> _WHAT TO DO_
Would you write out all the records again, exactly?
*** Block opens ***
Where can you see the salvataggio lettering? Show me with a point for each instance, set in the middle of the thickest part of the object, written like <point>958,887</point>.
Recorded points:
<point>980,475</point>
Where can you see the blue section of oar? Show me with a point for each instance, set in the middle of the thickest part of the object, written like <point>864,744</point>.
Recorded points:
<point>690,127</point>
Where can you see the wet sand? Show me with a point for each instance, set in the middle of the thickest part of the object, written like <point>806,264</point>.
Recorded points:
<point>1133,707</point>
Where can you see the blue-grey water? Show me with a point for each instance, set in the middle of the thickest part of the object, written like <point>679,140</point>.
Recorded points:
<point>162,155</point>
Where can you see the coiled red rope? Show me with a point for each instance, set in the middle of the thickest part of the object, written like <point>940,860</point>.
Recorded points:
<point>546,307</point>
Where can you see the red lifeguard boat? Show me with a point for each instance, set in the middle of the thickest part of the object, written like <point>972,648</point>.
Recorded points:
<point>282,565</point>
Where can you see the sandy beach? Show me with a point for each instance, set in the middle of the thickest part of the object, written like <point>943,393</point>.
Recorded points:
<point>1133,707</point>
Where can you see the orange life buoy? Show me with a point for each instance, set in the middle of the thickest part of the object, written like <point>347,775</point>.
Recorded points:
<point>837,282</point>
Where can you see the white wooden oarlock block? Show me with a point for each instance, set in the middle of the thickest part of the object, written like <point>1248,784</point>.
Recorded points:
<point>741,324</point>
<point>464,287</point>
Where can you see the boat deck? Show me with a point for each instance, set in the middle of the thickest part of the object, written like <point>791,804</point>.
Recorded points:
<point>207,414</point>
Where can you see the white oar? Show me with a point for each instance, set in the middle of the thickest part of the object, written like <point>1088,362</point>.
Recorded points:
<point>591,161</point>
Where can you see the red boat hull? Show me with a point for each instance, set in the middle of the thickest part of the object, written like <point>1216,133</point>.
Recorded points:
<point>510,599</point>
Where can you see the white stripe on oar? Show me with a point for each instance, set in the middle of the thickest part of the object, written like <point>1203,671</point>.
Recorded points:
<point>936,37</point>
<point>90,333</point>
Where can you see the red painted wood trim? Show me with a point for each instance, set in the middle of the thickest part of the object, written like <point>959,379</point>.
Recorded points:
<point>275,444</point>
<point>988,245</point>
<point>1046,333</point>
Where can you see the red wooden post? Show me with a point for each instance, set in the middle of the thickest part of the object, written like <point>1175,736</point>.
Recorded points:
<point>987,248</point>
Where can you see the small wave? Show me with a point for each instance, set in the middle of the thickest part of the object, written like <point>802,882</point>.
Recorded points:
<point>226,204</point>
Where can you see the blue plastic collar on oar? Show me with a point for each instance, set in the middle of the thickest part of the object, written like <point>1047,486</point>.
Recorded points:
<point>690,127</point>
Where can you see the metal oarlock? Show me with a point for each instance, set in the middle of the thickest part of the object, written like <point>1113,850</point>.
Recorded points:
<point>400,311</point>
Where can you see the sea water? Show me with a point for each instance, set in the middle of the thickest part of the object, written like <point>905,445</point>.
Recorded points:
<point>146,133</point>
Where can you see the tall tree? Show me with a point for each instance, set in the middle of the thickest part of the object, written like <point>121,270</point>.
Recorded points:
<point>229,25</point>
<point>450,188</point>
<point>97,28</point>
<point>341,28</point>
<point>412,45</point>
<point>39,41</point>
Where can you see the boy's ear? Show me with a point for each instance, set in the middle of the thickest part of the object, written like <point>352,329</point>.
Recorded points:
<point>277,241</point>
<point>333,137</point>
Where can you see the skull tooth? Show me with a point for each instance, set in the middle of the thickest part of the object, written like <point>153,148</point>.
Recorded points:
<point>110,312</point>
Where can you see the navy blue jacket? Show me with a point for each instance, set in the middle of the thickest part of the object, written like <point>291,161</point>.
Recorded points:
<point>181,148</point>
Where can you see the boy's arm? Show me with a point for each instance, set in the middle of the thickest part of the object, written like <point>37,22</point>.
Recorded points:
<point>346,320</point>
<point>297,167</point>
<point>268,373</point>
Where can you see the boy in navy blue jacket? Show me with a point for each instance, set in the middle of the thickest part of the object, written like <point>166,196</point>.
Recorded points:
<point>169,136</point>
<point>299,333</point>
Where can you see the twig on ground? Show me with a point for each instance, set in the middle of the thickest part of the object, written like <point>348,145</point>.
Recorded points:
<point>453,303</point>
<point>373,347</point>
*** Block closes ***
> _SOLUTION_
Where can you see the salvataggio lettering? Show me with a point for each instance, set in the middle of the thickest part of the object, written like <point>958,887</point>.
Recorded points:
<point>980,475</point>
Where can you see the blue section of oar? Show me with a point for each instance, set in the middle of the thickest part of the object, written like <point>864,744</point>.
Recorded points:
<point>690,127</point>
Where can you see the wet sand? Show me with a point for each instance, set in the middle of the thickest part of the object, written like <point>806,264</point>.
Recorded points:
<point>1133,707</point>
Where can you see the blue-grey water? Show me with a point for each instance, set in the middle of the thickest part of the object, written like <point>679,140</point>.
Recorded points:
<point>162,155</point>
Where can you see the coiled red rope? Show me with a point for each instance, set in the middle of the thickest part of the object, written like <point>940,860</point>.
Recorded points:
<point>546,307</point>
Where can you see the red lifeguard boat? Show me with a point for each instance, set in the middle of the thickest part of the object, written like <point>972,648</point>.
Recorded points:
<point>282,565</point>
Where can you see the sandy beach? Show me with a point for each instance, set in the middle of the thickest part of the object, written like <point>943,393</point>.
Recorded points:
<point>1133,707</point>
Where can you see the orange life buoy? Show me with a point for each instance, set in the middle of the thickest part of the object, written like <point>347,775</point>.
Recorded points:
<point>837,282</point>
Where can you see the white wooden oarlock block? Show me with a point for each instance, set in the middle of the thickest part of the object, written like <point>1248,784</point>.
Recorded points:
<point>741,324</point>
<point>464,287</point>
Where can you see the boat deck? Show me with a point for each instance, set in the middle of the thickest part of the object, written like <point>791,804</point>.
Recorded points:
<point>207,414</point>
Where can you see the white oar? Show me with a point for each instance, set in the middle of the thickest part of the object, written like <point>1088,362</point>.
Recorded points:
<point>591,161</point>
Where can you see the red boat hull? Show me with a point for each instance, set in the middle of the thickest part of the object, written like <point>1216,133</point>.
Recorded points:
<point>510,599</point>
Where can you see the white stripe on oar? Show me with a point for each instance, set in the middle of the thickest part of the object, written like <point>1203,671</point>.
Recorded points:
<point>936,37</point>
<point>90,333</point>
Where can you see the red painted wood trim? Show me with a point for each instance, set in the middle of the thickest part of the object, written like <point>959,379</point>.
Recorded points:
<point>275,444</point>
<point>988,245</point>
<point>1046,333</point>
Where can you see the red wooden post? Show me with a point for each instance, set in the middle of the thickest part of the object, written like <point>1175,736</point>.
Recorded points:
<point>987,248</point>
Where can you see the small wave? Show me with a point for each instance, set in the middle of the thickest part of the object, written like <point>802,882</point>.
Recorded points:
<point>226,204</point>
Where can you see the blue plastic collar on oar? Show me with a point for each instance, set in the middle of the thickest part of the object, written like <point>1047,486</point>.
Recorded points:
<point>690,127</point>
Where can you see the metal oarlock? Show me with a point for each instance, set in the middle of the thickest part of the object, written like <point>1113,850</point>.
Recorded points:
<point>400,311</point>
Where can you see the sea water? Show me with a point for each instance, set in the middle of the thickest part of the object, written like <point>905,445</point>.
Recorded points:
<point>146,133</point>
Where can you see the tall tree? Show me with a point for each instance, set in the middle of the thickest part of the object, written like <point>121,270</point>.
Recorded points:
<point>229,25</point>
<point>450,188</point>
<point>97,28</point>
<point>341,28</point>
<point>412,45</point>
<point>39,41</point>
Where can you see the boy's ear? Show me with a point for each instance, set in the middle of the thickest part of the object, written like <point>352,329</point>.
Recorded points:
<point>277,241</point>
<point>333,137</point>
Where can you see the skull tooth? Show me with a point for each instance, set in the middle of the thickest part of the object, written like <point>153,148</point>.
Recorded points:
<point>110,312</point>
Where can you see the navy blue jacket? Show me with a point for each instance, set in the middle of the thickest part of the object, written like <point>291,161</point>.
Recorded points:
<point>181,148</point>
Where can you see the boy's arm? Show me with a point for each instance, set in the middle of the thickest part of the object, written like <point>37,22</point>.
Recorded points:
<point>346,320</point>
<point>297,167</point>
<point>268,373</point>
Where can you see the boy in navy blue jacket? Show me with a point for each instance, set in the middle of the thickest part of the object, written like <point>166,196</point>.
Recorded points:
<point>169,136</point>
<point>299,333</point>
Where can you see the twig on ground? Show me with a point for each instance, set in the middle of the thickest part of the object, written like <point>348,145</point>.
Recorded points:
<point>453,303</point>
<point>373,347</point>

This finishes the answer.